_Exercise task:_ Return every one of the entries below word for word, keeping each line unchanged and in its original order.

▼▼▼

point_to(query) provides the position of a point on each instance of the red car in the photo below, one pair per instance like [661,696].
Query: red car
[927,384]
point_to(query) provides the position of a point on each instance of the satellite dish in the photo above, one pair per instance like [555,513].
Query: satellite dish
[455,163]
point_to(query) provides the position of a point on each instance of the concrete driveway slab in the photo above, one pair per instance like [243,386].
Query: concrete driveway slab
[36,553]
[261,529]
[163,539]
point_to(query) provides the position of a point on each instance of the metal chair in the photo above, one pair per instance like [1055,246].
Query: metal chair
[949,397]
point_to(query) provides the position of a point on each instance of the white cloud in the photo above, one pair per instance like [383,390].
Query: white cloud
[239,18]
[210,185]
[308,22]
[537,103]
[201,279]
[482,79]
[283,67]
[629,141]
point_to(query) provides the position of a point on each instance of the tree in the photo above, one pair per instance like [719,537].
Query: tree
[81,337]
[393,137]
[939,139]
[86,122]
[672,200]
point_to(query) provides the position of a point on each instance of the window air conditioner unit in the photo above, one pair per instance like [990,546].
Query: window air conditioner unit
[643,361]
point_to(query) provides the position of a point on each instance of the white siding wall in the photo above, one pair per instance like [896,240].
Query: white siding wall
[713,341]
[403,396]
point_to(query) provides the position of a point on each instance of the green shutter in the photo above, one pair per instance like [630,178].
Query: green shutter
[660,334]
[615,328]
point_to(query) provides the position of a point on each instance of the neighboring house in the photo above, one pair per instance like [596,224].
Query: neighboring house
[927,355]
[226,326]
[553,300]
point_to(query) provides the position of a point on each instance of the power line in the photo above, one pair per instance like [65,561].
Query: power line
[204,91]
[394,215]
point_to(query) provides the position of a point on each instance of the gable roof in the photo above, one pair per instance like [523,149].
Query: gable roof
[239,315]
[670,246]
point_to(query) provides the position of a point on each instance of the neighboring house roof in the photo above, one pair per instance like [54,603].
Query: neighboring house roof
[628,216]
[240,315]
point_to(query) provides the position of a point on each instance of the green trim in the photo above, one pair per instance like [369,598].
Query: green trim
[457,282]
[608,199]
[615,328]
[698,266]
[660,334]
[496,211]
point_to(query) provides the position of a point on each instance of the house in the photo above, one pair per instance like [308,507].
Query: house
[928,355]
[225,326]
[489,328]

▲▲▲

_Exercise response:_
point_to(query) provides the position of a point on each instance of the red car in the photo below, one pair per instance like [661,696].
Query: red car
[927,384]
point_to(query) provides the position of a point on each instance of the satellite dish in the photo above, one pair per instance like [555,513].
Query: satellite dish
[455,163]
point_to(query) provides the position of a point on each instance of the concrete driveway slab in the photo above, one pair per instance like [243,386].
Query: concrete driveway slab
[36,553]
[261,529]
[163,539]
point_to(query) provides the position of a point on each instance of the metal chair in the photo above, one pair per instance like [1055,246].
Query: metal chair
[949,397]
point_to(query) provides the position of a point on each instance of the white cloud in the photo above, one pair per instance like [383,390].
Query: white cloud
[239,18]
[210,185]
[308,22]
[537,103]
[201,279]
[482,79]
[283,67]
[629,141]
point_to(query) provides the position of a point on each instance of the tree in the photo above, one pair per instance like [719,537].
Query: tree
[81,337]
[393,137]
[939,139]
[86,122]
[672,200]
point_to(query) provides the position of a point on each instance of the window air conditioner unit in the photo above, one pair per instance like [990,546].
Query: window air conditioner unit
[643,361]
point_to(query) provides the position of a point on each instance of the white siding wall in the photo above, one pair per instance like [896,240].
Query: white siding wall
[713,341]
[403,396]
point_to(query) provides the position of a point on each instance of the green shutter in the photo above, one pair per instance like [630,178].
Query: green shutter
[660,334]
[615,328]
point_to(query) provides the position of a point on each instance of the neighboring house in the photo above, one pair per instance like [596,224].
Query: neighboring house
[927,355]
[226,326]
[553,300]
point_to(query) provides the position of a point on each instance of the power line in the photo above, one pair per instance like [65,561].
Query: power line
[204,91]
[394,215]
point_to(query) provides the position of a point on each instance of the gable roof in the photo above, one pair per instance like [523,149].
Query: gable roof
[239,315]
[670,246]
point_to(query) provides the position of a point on each instance of the neighboring house roof in the photo above, one pair per instance like [54,603].
Query: neighboring house roof
[628,216]
[240,315]
point_to(query) provides the position of a point on each instance of the green trim in the photo above, one pair per instance like [369,598].
Query: green trim
[457,282]
[608,199]
[615,328]
[698,266]
[660,334]
[496,211]
point_to(query) provides the position of a point on each instance of the house in the photo above, one pair per instance like [308,507].
Query: house
[928,355]
[225,326]
[489,328]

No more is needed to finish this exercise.